**Direction:** Write out the records below once more, exactly as they stand.

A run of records
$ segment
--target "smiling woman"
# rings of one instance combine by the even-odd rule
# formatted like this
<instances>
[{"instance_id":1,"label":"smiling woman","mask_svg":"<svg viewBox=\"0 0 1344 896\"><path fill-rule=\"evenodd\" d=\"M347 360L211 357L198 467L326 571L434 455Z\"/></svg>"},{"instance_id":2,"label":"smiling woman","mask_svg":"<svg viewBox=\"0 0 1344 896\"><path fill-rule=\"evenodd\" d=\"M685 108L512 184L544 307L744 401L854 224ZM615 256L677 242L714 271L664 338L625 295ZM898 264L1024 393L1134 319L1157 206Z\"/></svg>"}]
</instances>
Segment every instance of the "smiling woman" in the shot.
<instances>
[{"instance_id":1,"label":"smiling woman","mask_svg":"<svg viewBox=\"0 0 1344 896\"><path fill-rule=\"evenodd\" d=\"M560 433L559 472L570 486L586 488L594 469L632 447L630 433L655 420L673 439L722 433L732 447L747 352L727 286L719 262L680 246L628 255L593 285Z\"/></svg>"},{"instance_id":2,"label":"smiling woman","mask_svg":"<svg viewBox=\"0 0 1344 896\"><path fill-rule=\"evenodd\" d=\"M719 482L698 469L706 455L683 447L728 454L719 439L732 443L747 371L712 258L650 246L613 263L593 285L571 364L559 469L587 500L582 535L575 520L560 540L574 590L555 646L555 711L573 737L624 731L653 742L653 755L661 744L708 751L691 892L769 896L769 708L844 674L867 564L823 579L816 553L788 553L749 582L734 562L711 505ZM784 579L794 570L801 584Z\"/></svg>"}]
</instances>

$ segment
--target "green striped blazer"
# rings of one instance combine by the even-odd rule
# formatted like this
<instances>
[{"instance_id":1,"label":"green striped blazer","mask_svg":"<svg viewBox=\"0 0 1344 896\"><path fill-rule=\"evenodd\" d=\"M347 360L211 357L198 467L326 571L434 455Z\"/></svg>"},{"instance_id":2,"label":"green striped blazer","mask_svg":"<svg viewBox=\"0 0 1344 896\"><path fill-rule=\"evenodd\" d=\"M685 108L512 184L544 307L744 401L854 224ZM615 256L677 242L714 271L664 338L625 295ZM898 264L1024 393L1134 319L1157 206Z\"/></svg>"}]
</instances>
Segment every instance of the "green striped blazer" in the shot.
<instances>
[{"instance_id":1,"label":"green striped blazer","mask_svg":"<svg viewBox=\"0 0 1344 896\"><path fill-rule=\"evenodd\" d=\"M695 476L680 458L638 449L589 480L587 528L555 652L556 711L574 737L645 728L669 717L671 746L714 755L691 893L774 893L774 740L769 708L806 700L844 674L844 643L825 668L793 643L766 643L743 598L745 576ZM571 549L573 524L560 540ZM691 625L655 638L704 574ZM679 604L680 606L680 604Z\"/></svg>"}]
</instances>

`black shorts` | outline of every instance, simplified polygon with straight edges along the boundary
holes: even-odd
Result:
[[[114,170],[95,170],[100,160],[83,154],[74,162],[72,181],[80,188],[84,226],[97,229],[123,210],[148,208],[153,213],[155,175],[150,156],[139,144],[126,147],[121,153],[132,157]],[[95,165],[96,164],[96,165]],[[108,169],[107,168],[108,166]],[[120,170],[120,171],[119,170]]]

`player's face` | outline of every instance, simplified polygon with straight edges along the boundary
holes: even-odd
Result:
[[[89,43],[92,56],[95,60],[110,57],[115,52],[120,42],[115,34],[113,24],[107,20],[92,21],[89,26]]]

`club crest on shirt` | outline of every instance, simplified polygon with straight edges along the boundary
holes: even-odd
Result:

**Response to the task:**
$ segment
--target "smiling woman"
# rings of one instance combine by the even-odd rule
# formatted like this
<instances>
[{"instance_id":1,"label":"smiling woman","mask_svg":"<svg viewBox=\"0 0 1344 896\"><path fill-rule=\"evenodd\" d=\"M347 360L211 357L198 467L326 571L434 455Z\"/></svg>"},{"instance_id":2,"label":"smiling woman","mask_svg":"<svg viewBox=\"0 0 1344 896\"><path fill-rule=\"evenodd\" d=\"M685 108L512 184L544 307L744 401L854 224ZM615 256L677 242L714 271L664 338L625 295ZM898 264L1024 393L1134 319L1157 206Z\"/></svg>"}]
</instances>
Segment every instance of the "smiling woman" in the shot.
<instances>
[{"instance_id":1,"label":"smiling woman","mask_svg":"<svg viewBox=\"0 0 1344 896\"><path fill-rule=\"evenodd\" d=\"M560 433L559 472L570 486L586 488L594 469L632 447L630 433L655 420L673 439L722 433L732 447L747 352L727 286L719 262L680 246L628 255L593 285Z\"/></svg>"},{"instance_id":2,"label":"smiling woman","mask_svg":"<svg viewBox=\"0 0 1344 896\"><path fill-rule=\"evenodd\" d=\"M719 482L698 469L706 455L683 447L728 454L719 439L732 443L747 371L712 258L650 246L613 263L593 285L571 364L559 469L587 500L582 535L575 520L560 540L574 590L555 646L555 711L573 737L624 731L653 742L653 755L661 744L708 751L691 892L769 896L769 708L844 674L867 564L823 579L816 553L788 553L749 582L734 562L711 505ZM784 579L794 570L801 584Z\"/></svg>"}]
</instances>

$ segment
--target "green striped blazer"
# rings of one instance combine by the even-odd rule
# formatted like this
<instances>
[{"instance_id":1,"label":"green striped blazer","mask_svg":"<svg viewBox=\"0 0 1344 896\"><path fill-rule=\"evenodd\" d=\"M347 360L211 357L198 467L326 571L434 455Z\"/></svg>"},{"instance_id":2,"label":"green striped blazer","mask_svg":"<svg viewBox=\"0 0 1344 896\"><path fill-rule=\"evenodd\" d=\"M685 108L512 184L544 307L744 401L854 224ZM615 256L677 242L714 271L664 338L625 295ZM898 264L1024 393L1134 319L1157 206Z\"/></svg>"}]
</instances>
Segment every instance of the "green striped blazer" in the shot.
<instances>
[{"instance_id":1,"label":"green striped blazer","mask_svg":"<svg viewBox=\"0 0 1344 896\"><path fill-rule=\"evenodd\" d=\"M695 476L680 458L638 449L589 480L587 528L555 652L556 711L574 737L645 728L669 717L671 746L714 755L691 893L774 893L774 740L769 708L806 700L844 674L844 643L825 668L793 643L766 643L743 598L745 576ZM571 549L573 524L560 540ZM691 625L655 638L704 574ZM679 604L680 606L680 604Z\"/></svg>"}]
</instances>

`black shorts` | outline of every instance, simplified polygon with straight edges along the boundary
holes: even-odd
Result:
[[[114,170],[95,170],[100,160],[83,154],[74,162],[72,181],[80,188],[84,226],[97,229],[123,210],[148,208],[153,213],[155,175],[150,156],[139,144],[126,147],[121,153],[132,157]],[[95,165],[96,164],[96,165]],[[108,169],[107,168],[108,166]],[[120,170],[120,171],[119,170]]]

`player's face` | outline of every instance, simplified polygon with straight edges along the boundary
holes: even-odd
Result:
[[[89,43],[92,56],[95,60],[110,57],[115,52],[120,42],[115,34],[113,24],[107,20],[92,21],[89,26]]]

`club crest on shirt` | outline of every instance, simplified polygon with straight edges along the boundary
holes: even-odd
Result:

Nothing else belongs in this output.